>> start Input data
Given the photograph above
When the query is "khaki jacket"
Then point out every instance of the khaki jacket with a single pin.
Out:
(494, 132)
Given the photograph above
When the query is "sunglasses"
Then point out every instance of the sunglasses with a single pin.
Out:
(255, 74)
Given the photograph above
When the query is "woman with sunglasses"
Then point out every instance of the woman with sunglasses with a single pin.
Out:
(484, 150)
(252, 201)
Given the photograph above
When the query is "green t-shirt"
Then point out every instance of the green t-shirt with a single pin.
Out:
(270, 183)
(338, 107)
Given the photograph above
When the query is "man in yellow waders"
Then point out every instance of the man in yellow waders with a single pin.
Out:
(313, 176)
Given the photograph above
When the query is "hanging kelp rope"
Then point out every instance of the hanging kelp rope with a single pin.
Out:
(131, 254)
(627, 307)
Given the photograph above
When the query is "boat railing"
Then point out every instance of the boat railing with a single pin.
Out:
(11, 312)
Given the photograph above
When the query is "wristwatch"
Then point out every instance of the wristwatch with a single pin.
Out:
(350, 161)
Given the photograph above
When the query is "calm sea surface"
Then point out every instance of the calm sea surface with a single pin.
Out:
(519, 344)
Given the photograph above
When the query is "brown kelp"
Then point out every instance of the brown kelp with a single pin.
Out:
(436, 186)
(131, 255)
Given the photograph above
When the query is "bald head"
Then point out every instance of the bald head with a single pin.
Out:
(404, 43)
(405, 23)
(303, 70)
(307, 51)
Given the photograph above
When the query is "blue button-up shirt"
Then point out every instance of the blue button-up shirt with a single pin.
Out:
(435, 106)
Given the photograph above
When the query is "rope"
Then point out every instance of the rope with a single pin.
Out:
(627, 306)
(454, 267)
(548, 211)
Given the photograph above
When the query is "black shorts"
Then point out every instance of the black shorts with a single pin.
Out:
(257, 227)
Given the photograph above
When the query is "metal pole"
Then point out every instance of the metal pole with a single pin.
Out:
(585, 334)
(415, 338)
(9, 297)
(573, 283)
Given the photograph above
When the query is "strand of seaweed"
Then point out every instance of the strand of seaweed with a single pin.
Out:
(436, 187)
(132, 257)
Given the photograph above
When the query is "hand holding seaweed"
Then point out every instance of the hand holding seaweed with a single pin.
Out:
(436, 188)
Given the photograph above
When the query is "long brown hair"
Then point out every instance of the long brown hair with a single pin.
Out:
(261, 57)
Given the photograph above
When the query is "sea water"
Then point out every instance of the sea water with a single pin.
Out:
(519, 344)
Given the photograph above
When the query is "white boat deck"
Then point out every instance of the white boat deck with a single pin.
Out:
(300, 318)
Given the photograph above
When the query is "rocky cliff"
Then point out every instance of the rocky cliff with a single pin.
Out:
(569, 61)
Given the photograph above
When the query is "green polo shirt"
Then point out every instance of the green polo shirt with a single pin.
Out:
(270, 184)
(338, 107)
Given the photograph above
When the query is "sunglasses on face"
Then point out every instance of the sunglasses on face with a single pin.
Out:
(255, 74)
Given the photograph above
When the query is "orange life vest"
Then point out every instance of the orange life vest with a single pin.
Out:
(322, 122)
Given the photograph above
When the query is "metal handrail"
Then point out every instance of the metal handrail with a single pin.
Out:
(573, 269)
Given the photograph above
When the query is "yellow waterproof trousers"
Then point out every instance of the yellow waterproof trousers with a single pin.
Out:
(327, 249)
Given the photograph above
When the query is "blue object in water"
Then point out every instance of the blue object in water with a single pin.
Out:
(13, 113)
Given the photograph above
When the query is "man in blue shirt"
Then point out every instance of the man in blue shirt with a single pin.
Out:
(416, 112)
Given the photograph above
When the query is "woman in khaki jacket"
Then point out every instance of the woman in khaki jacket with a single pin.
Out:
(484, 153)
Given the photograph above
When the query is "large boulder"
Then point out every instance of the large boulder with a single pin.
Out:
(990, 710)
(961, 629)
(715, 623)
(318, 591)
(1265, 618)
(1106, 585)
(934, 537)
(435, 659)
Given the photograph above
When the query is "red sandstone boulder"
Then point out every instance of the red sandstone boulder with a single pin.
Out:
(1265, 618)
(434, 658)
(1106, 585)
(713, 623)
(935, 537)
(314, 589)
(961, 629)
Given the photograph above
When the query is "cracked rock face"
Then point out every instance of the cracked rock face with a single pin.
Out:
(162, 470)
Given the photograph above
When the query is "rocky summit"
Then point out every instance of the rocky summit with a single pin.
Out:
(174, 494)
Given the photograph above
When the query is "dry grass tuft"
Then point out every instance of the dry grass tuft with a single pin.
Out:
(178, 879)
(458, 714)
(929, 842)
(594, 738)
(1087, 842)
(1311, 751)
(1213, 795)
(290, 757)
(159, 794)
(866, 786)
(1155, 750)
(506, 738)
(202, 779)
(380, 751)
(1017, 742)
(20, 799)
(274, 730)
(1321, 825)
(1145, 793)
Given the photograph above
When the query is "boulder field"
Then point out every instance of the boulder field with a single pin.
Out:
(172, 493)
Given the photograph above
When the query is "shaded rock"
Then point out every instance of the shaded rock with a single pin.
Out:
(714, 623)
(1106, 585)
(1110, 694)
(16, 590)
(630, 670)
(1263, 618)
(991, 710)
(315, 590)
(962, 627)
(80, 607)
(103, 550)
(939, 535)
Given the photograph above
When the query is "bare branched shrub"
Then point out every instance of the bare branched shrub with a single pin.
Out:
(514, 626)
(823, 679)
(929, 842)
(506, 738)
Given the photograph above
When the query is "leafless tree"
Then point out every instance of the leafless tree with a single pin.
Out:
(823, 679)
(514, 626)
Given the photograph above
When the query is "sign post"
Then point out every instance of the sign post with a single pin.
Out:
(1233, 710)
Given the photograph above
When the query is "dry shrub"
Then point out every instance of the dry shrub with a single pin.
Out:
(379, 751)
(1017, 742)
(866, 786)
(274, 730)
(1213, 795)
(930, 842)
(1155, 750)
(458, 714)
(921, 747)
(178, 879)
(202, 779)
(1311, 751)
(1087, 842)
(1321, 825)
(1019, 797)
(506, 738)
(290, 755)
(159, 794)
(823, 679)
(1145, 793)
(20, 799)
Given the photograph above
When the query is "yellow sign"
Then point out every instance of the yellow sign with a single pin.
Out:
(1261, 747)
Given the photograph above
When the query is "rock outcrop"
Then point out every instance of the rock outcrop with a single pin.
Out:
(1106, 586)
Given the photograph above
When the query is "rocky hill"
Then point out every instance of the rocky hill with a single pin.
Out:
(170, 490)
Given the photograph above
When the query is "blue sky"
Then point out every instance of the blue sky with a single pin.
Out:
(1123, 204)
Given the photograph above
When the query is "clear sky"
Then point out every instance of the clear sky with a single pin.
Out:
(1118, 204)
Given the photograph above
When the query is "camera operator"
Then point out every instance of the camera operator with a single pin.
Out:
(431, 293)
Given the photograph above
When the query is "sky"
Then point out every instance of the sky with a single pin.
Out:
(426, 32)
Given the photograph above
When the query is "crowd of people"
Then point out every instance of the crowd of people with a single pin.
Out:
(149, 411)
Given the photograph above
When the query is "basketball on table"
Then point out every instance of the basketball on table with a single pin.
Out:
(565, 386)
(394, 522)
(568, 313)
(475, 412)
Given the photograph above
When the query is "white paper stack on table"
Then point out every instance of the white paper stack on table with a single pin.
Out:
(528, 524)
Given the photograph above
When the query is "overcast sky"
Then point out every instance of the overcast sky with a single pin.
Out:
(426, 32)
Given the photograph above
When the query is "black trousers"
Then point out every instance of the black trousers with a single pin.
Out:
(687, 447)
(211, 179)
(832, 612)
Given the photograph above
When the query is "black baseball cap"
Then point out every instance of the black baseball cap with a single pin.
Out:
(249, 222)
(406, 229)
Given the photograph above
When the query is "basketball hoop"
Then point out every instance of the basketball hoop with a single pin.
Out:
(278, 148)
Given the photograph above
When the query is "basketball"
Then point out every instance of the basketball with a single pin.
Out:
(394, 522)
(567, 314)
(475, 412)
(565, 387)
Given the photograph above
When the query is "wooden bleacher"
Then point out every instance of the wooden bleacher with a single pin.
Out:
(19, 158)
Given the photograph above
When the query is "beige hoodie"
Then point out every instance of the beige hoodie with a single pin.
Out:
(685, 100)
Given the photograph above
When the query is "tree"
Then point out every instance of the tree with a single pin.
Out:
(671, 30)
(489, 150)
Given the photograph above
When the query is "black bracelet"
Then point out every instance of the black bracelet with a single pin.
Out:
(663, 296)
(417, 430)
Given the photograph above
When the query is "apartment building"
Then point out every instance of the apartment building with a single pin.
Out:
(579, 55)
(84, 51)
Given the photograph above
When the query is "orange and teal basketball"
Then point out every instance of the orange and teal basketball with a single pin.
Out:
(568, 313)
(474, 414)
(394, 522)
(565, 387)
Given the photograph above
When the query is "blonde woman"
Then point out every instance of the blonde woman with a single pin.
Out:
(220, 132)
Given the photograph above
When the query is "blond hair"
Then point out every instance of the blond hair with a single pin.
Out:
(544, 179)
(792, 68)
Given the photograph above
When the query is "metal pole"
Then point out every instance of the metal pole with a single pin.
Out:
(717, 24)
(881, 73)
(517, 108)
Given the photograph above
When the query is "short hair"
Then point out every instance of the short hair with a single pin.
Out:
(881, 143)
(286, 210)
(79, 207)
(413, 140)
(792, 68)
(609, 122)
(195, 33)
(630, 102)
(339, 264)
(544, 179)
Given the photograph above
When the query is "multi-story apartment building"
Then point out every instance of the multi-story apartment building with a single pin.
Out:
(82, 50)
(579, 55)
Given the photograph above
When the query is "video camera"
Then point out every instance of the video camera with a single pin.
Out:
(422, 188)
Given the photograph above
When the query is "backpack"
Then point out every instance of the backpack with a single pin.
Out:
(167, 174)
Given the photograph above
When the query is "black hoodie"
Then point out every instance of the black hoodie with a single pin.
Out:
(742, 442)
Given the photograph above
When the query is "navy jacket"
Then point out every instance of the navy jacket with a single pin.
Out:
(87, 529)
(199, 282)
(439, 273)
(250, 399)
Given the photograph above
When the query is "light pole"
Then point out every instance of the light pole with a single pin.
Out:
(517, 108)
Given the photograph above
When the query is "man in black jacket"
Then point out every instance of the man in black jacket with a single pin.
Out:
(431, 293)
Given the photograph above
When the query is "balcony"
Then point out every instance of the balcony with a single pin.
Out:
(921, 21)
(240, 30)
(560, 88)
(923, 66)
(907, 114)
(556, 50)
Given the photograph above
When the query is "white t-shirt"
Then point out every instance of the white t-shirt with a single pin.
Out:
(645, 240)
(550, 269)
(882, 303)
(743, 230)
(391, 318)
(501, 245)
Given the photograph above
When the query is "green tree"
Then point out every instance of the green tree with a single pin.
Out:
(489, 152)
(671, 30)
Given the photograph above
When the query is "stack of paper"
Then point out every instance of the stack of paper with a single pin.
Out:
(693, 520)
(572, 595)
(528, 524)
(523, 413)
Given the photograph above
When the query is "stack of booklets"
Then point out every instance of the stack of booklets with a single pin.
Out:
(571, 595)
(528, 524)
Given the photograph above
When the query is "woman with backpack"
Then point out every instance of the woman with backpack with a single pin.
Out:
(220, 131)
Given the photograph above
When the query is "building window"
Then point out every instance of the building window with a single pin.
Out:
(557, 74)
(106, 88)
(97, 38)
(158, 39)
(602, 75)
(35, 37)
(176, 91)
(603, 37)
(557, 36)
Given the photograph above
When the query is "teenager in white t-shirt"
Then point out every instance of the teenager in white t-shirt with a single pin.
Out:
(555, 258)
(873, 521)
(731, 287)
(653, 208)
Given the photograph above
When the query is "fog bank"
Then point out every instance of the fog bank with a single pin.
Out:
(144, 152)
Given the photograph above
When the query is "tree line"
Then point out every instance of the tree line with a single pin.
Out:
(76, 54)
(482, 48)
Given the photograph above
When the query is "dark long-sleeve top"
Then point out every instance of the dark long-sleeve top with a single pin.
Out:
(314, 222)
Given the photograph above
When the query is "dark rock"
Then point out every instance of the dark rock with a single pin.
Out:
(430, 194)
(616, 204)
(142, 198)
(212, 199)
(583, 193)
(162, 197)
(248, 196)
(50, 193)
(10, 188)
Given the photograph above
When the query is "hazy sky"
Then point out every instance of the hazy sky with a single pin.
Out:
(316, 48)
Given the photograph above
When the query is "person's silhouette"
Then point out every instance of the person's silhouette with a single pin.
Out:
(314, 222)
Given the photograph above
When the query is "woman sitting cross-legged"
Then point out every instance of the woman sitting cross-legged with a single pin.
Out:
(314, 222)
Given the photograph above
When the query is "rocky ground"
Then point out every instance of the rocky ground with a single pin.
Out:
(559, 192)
>> end Input data
* [Written task]: Copy every line of the rows above that contains the string "polo". Treat case as significant.

* [Task output]:
When the query is "green polo shirt"
Then point out every instance of the green polo shirt with a single pin.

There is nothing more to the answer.